◆ **INPUT RECORDS**:

== == ==

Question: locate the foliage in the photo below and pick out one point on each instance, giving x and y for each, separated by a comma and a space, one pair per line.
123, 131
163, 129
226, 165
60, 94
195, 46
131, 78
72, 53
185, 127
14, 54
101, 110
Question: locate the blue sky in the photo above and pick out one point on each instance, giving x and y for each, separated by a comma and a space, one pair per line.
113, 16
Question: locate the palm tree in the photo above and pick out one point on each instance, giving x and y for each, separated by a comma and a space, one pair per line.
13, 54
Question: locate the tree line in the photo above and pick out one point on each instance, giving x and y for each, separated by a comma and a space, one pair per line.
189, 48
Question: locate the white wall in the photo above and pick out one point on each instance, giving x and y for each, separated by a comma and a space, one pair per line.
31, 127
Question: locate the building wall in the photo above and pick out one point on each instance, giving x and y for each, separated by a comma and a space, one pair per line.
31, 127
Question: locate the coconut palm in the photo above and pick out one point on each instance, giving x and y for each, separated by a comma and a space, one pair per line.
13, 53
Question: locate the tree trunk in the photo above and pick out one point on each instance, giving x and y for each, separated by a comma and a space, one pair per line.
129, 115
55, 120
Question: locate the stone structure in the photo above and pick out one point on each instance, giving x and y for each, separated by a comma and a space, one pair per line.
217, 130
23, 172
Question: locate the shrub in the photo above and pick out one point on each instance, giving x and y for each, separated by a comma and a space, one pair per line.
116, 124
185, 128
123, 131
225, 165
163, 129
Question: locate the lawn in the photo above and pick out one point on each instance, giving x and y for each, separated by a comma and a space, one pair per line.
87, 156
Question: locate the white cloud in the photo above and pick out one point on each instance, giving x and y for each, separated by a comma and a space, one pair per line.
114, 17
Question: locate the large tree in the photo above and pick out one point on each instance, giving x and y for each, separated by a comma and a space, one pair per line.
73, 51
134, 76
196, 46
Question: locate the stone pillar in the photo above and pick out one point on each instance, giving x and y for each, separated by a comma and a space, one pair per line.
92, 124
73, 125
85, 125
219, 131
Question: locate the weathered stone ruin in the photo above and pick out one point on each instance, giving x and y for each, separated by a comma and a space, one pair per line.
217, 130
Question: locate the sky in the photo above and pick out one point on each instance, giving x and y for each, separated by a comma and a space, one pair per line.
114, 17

== == ==

◆ **TASK DIRECTIONS**: After the last line, print all the entries once again, unchanged.

◆ **RESPONSE TO THE TASK**:
Question: locate the foliage in the photo below and pick out one point on each instance, giving x and y for each, separated by a comma and a space, one pair per line.
123, 131
163, 129
226, 165
60, 94
195, 46
131, 78
72, 53
185, 127
14, 54
101, 110
Question: locate the blue sky in the photo above and pick out one point on each instance, giving x and y for each, separated by a comma and a space, one pair per line.
113, 16
Question: locate the palm tree in the photo above and pick out one point on each instance, giving x and y for each, separated by a comma and a space, one pair per line.
13, 54
Question: locate the tree line in the photo above and pick out one point on each instance, giving x and y for each, separated by a comma and a space, one pair per line.
189, 48
Question: locate the white wall in the photo above and pick out one point on each instance, giving x and y for each, separated by a comma and a space, one pair per line.
31, 127
Question: locate the building wall in the photo above and pick out one point on each instance, giving x and y for each, separated by a comma and a space, one pair per line.
31, 127
Question: locate the coconut palm in the photo above and pick out one point on each instance, giving x and y for each, separated by a comma and a space, one pair per line.
13, 53
Question: locate the tree trunk in the photo above and pick out one point on each instance, giving x and y for each, separated by a comma and a space, one pair per line.
129, 115
55, 120
Question: locate the stone structure in the photo above and pick out one point on each instance, giving x and y for each, separated by a comma and a space, one pair per line.
217, 130
23, 172
Question: locate the shrub in the photo above and pick out one point on each instance, giving x and y for each, separated by a comma and a space, one pair per line.
116, 124
185, 128
123, 131
225, 165
163, 129
Question: locate the lawn in the photo above and pick out one point on each instance, giving x and y for each, separated by a comma and a space, one pair per line.
87, 156
Question: locate the white cloud in the photo above and pick out one point on each instance, giving x and y for each, separated by a comma and a space, one pair per line.
114, 17
Question: locate the large tree in the photo above and pick out one point on each instance, giving x and y for each, separated by a comma and a space, one pair per line.
73, 51
134, 76
196, 46
Question: locate the stone pillar in the photo above and pick out one point on each instance, giving x and y for each, separated by a comma and a space, one pair per line.
92, 124
73, 125
85, 125
219, 131
Question: locate the weathered stone ruin in the photo above and pick out one point on each instance, giving x and y for each, separated by a comma and a space, one pair per line.
217, 130
Question: locate the sky in the photo above and pick out one point on each instance, giving x and y for each, separated by a comma and a space, one pair per line.
114, 17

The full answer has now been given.